### Problem to work on
From the records below, please print only the lines from the one containing "Locate the gray wood" through the one containing "Locate the dog", both included. Skip the pictures.

◇ ◇ ◇ ◇ ◇

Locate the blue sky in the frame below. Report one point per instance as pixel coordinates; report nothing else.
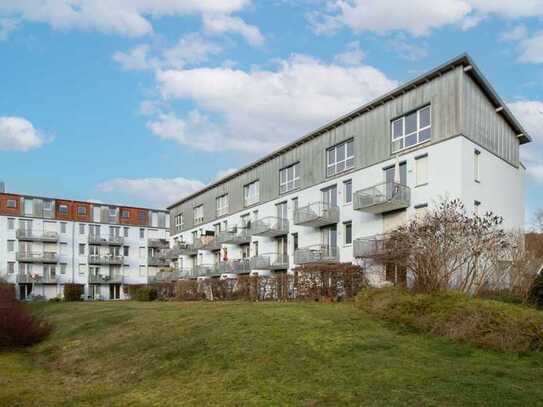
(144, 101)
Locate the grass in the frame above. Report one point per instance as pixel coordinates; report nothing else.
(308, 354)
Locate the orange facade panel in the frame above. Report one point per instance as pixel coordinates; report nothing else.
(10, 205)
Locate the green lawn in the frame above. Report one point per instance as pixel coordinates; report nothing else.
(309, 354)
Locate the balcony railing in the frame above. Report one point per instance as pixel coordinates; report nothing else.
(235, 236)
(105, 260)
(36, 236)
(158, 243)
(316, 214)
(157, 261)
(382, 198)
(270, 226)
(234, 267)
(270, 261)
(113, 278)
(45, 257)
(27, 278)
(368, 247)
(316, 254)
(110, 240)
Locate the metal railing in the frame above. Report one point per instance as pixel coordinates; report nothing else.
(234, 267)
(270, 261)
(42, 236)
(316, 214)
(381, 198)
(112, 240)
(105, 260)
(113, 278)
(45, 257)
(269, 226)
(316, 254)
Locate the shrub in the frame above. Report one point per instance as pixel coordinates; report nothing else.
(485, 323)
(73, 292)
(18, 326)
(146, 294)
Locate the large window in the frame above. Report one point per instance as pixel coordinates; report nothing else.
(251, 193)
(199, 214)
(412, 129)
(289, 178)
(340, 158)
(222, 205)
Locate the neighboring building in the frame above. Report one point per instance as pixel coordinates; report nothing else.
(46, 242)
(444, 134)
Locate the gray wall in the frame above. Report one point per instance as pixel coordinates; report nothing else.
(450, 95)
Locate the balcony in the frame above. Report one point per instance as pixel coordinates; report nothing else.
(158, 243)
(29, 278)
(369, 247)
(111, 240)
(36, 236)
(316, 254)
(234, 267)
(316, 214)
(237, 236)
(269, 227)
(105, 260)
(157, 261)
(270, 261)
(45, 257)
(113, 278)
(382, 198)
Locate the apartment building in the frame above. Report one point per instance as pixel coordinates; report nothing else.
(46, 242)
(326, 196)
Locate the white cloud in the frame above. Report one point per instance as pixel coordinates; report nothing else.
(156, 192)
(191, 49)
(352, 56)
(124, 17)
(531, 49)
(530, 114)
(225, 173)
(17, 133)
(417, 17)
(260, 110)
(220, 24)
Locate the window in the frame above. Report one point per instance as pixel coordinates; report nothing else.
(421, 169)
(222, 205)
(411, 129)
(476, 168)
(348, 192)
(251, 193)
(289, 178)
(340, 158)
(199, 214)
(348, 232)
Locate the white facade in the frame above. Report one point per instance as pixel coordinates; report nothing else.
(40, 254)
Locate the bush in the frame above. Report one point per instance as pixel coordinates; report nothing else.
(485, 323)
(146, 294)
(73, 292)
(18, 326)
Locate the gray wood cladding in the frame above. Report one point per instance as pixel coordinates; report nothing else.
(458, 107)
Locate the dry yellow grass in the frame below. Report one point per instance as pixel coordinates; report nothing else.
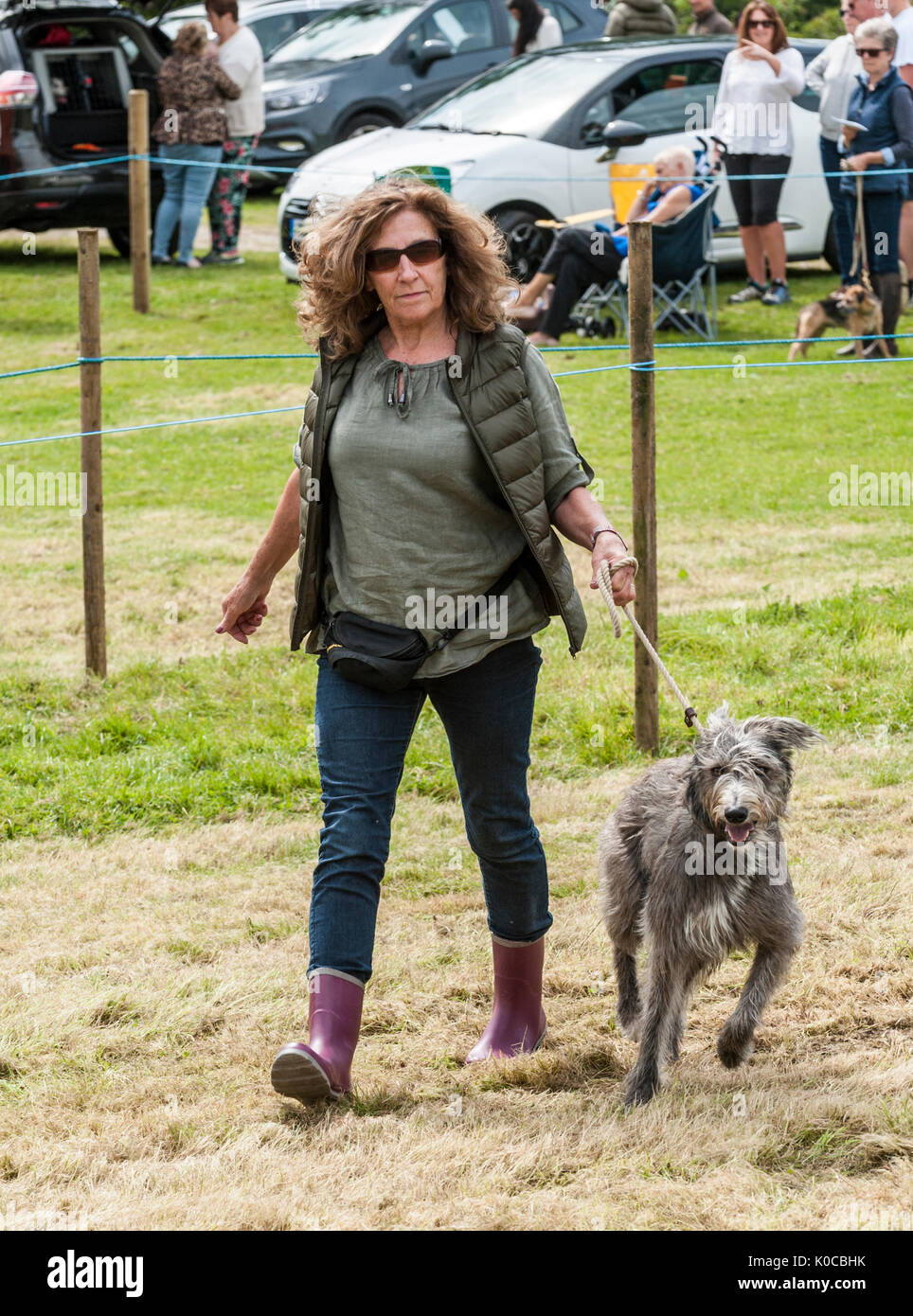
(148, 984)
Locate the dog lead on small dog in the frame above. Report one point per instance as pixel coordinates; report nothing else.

◇ ◇ ◇ ◇ ◇

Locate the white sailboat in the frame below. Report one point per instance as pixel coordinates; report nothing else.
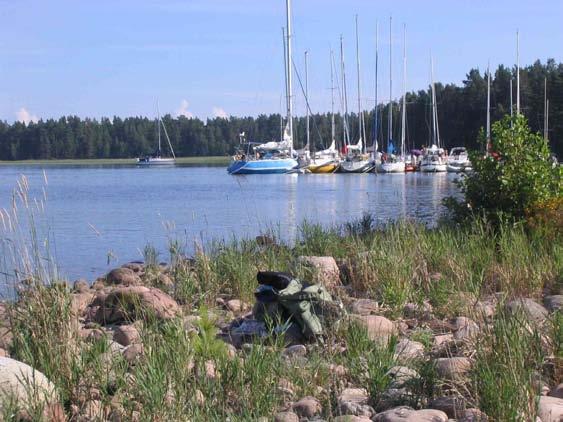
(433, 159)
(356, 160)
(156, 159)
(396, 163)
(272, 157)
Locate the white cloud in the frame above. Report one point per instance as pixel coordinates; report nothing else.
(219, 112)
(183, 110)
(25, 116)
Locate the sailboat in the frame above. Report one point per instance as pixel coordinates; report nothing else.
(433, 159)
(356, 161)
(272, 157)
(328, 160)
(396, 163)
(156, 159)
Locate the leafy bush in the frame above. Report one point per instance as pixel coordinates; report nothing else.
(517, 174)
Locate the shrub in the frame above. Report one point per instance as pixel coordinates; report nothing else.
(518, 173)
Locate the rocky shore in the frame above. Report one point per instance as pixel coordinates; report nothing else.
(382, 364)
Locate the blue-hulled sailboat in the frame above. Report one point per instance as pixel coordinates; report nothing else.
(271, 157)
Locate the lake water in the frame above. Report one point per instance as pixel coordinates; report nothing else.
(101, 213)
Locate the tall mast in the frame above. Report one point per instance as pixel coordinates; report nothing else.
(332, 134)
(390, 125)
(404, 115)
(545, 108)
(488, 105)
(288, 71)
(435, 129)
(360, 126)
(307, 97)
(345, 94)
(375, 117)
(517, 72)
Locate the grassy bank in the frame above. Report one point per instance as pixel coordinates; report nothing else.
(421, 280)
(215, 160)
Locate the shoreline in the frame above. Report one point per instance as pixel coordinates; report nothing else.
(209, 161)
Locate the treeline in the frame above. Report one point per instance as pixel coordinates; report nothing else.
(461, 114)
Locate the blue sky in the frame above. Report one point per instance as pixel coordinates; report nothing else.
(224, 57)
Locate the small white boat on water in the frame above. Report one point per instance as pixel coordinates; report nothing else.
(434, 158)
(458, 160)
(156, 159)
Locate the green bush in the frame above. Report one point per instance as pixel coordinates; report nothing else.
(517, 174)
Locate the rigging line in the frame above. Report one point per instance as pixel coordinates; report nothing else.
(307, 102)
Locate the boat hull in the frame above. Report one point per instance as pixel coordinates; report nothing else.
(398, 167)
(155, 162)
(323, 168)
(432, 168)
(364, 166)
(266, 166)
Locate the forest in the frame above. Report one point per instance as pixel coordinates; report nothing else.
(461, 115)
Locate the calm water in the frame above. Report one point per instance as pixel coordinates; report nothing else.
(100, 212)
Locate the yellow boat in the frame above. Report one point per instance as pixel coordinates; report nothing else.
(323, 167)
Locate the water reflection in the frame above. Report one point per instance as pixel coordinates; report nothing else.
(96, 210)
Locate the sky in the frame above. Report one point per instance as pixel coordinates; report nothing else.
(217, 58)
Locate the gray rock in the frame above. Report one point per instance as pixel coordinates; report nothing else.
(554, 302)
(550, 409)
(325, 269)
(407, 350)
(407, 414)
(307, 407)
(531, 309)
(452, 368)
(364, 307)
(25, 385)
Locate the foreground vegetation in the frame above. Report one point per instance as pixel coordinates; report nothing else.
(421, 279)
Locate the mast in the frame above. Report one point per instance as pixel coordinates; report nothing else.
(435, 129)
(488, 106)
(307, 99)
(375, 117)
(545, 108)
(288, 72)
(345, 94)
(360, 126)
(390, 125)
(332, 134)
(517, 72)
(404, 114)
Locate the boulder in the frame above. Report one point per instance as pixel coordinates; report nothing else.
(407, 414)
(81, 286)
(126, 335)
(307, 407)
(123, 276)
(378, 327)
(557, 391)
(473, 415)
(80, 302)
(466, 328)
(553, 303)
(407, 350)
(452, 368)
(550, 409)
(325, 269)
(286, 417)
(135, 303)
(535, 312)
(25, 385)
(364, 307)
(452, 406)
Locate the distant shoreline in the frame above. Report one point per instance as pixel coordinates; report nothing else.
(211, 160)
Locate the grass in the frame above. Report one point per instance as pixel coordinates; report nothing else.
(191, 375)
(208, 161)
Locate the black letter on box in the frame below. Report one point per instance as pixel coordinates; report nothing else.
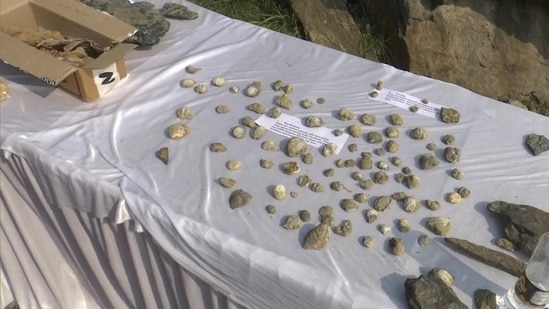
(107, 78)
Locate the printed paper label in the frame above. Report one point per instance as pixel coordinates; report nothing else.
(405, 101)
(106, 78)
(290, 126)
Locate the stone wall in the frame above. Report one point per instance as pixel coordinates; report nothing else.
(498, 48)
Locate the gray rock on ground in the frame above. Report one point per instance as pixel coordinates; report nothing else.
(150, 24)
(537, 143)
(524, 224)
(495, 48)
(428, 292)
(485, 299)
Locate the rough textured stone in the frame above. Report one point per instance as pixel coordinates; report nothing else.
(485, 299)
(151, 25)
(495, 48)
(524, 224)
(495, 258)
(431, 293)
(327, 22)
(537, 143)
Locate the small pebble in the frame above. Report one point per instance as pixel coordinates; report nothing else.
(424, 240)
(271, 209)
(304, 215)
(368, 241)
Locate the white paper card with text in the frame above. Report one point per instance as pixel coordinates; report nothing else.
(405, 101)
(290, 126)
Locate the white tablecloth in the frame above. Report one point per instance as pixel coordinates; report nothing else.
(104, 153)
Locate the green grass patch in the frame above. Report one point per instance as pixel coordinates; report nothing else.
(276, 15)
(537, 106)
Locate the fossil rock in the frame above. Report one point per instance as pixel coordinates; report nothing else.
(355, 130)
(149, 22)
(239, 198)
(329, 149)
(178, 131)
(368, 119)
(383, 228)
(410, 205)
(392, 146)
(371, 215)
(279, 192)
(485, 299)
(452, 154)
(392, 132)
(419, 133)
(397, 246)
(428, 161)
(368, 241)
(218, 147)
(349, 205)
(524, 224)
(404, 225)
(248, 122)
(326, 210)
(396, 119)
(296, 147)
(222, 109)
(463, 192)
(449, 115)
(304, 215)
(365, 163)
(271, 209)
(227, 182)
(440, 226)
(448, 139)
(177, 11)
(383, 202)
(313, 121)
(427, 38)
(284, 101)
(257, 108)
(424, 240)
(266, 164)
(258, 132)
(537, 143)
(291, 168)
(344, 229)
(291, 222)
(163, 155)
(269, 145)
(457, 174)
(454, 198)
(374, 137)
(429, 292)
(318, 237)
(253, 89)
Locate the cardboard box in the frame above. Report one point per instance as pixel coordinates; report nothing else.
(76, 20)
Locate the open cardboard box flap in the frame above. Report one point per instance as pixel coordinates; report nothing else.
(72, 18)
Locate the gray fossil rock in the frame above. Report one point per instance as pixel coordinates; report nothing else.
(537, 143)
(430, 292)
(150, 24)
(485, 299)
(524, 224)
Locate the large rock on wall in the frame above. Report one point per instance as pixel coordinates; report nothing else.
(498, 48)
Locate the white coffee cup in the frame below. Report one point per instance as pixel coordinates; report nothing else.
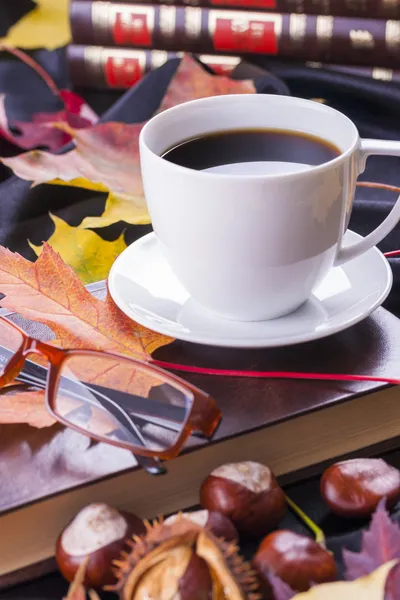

◇ ◇ ◇ ◇ ◇

### Problem solution
Locate the gray wood cladding in the frame above. Report one point per instance as pixel coordinates; report nothing else.
(458, 107)
Locate the dry yellow grass in the frame below. Report one point per instance as pixel coordinates; report nothing else.
(148, 984)
Locate the dog lead on small dog in the frame above. Report one point per instance as pixel coordinates; report nothing else.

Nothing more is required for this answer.